*Excerpted records*

══════════════════════════════

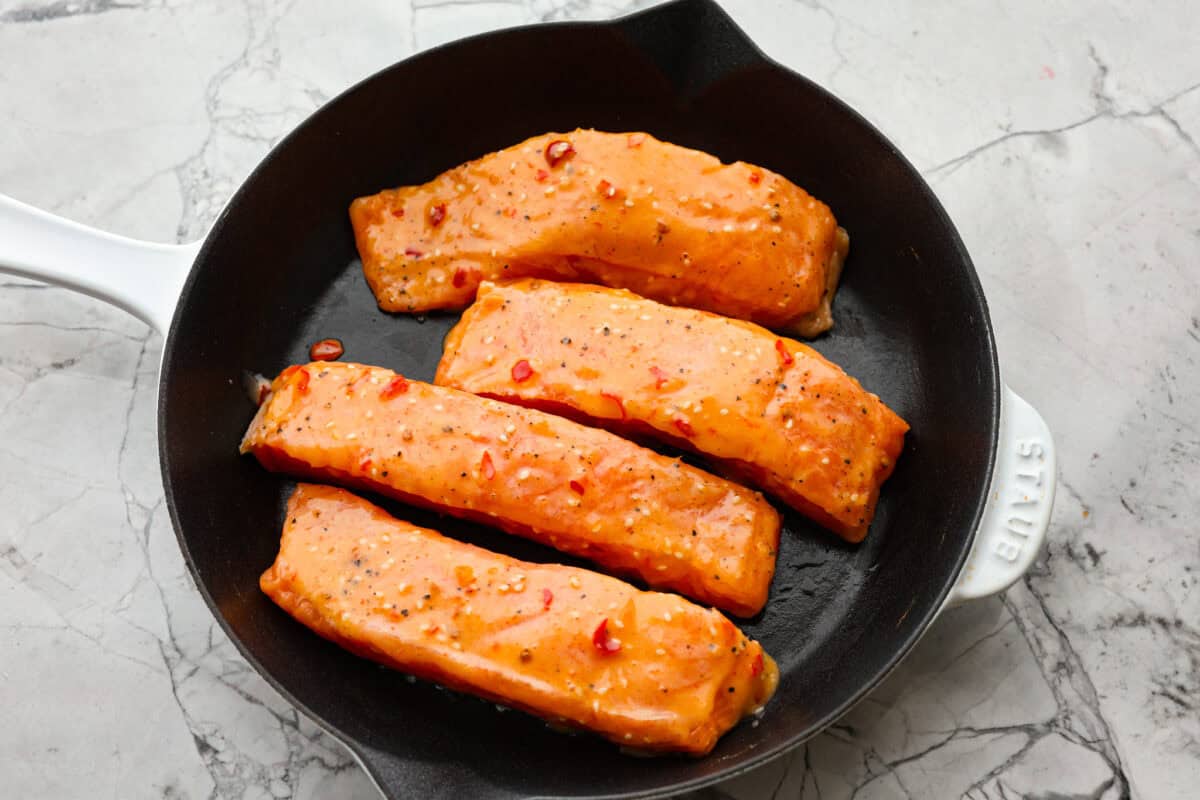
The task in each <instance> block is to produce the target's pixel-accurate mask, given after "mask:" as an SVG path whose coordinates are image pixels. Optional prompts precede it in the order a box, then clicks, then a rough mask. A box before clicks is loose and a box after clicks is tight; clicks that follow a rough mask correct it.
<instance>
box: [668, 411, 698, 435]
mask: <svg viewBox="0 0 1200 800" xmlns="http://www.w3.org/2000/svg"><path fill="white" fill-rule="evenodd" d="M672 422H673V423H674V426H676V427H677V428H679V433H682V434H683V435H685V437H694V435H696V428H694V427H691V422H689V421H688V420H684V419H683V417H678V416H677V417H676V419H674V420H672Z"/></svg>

══════════════════════════════

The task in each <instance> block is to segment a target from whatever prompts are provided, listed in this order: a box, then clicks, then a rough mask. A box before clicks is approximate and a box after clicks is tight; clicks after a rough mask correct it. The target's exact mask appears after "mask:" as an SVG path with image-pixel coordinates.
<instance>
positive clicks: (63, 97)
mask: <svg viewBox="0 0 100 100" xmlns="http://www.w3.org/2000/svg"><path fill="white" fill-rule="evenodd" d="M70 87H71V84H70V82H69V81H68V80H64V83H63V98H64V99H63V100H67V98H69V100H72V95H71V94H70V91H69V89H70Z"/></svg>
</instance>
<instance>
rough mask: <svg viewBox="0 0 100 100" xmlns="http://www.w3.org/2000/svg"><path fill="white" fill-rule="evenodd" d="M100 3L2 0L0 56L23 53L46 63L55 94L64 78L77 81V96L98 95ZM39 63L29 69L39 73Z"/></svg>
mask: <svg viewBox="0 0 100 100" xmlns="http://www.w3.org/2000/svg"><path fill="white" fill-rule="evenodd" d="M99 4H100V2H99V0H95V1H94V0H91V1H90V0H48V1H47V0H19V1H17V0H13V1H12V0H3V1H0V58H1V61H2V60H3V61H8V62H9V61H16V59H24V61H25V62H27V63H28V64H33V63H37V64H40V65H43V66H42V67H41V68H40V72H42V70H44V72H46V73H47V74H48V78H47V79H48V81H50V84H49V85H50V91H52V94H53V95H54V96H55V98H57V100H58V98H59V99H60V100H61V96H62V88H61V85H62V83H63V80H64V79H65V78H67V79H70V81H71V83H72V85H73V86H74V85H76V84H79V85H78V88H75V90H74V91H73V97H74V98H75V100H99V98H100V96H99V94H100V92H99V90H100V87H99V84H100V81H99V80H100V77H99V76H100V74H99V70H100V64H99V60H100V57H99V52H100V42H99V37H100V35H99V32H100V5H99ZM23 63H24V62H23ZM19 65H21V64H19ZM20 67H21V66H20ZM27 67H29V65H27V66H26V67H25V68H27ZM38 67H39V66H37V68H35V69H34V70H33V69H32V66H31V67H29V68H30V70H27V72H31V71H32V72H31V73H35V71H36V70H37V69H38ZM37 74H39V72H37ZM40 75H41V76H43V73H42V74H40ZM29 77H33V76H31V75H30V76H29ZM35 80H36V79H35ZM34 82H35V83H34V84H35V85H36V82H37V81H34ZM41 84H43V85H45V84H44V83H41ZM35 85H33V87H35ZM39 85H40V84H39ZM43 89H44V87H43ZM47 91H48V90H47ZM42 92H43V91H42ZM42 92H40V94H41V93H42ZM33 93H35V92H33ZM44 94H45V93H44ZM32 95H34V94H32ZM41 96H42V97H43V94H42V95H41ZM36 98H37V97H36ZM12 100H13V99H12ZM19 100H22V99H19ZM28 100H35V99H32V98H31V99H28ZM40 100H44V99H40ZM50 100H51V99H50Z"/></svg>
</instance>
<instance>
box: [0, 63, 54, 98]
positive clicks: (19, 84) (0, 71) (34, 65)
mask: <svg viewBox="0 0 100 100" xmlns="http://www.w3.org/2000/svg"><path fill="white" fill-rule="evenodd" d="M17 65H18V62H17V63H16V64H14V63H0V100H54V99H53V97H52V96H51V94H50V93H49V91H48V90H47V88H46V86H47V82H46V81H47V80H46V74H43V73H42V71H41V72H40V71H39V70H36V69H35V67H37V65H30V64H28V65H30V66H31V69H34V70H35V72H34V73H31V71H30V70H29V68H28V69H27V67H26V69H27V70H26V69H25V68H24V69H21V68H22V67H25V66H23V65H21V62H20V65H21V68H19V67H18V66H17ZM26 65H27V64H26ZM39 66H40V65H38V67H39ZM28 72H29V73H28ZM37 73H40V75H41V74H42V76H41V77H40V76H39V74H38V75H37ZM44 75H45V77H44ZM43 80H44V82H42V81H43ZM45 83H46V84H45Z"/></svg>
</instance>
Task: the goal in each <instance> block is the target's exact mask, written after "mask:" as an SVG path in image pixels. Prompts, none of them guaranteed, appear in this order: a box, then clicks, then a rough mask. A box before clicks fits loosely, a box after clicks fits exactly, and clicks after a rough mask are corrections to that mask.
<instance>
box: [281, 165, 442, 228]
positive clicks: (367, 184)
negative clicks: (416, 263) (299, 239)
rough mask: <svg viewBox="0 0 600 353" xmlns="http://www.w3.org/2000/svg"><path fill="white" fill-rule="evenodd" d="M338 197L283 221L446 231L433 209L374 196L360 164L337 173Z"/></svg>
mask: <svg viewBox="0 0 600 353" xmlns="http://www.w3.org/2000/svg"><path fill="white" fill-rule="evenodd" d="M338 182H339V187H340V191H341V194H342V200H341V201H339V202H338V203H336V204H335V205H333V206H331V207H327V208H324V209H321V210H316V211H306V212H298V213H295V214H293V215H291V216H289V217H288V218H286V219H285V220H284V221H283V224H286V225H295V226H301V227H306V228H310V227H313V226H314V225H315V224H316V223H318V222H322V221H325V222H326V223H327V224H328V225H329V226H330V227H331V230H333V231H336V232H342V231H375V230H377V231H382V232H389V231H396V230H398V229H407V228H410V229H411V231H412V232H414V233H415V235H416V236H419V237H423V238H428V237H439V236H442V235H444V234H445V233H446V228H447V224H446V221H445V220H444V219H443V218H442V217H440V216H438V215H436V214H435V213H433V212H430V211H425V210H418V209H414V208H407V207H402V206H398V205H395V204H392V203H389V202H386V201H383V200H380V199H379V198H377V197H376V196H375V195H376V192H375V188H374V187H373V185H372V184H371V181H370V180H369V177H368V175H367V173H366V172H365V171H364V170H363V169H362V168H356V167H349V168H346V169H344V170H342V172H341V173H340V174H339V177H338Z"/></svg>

══════════════════════════════

*Activity*
The lines to copy are those above that contain "coordinates".

*Response to the task*
The task in each <instance> block is to produce the target's pixel-accurate mask, given after "mask:" as an SVG path whose coordinates are image pixels. Optional prompts precede it in the order a box, then clicks, then a rough mask. A box before clicks is loose and a box after clicks is tight; clicks that follow a rough mask correct it.
The task in each <instance> block is to segment a target from whatever prompts are provided, listed in this order: a box, then clicks, then a rough mask. A box before clicks is approximate and a box after clicks is tight; clicks after a rough mask correct it. The target's exact mask appears after "mask:" as an SVG path with image-pixel coordinates.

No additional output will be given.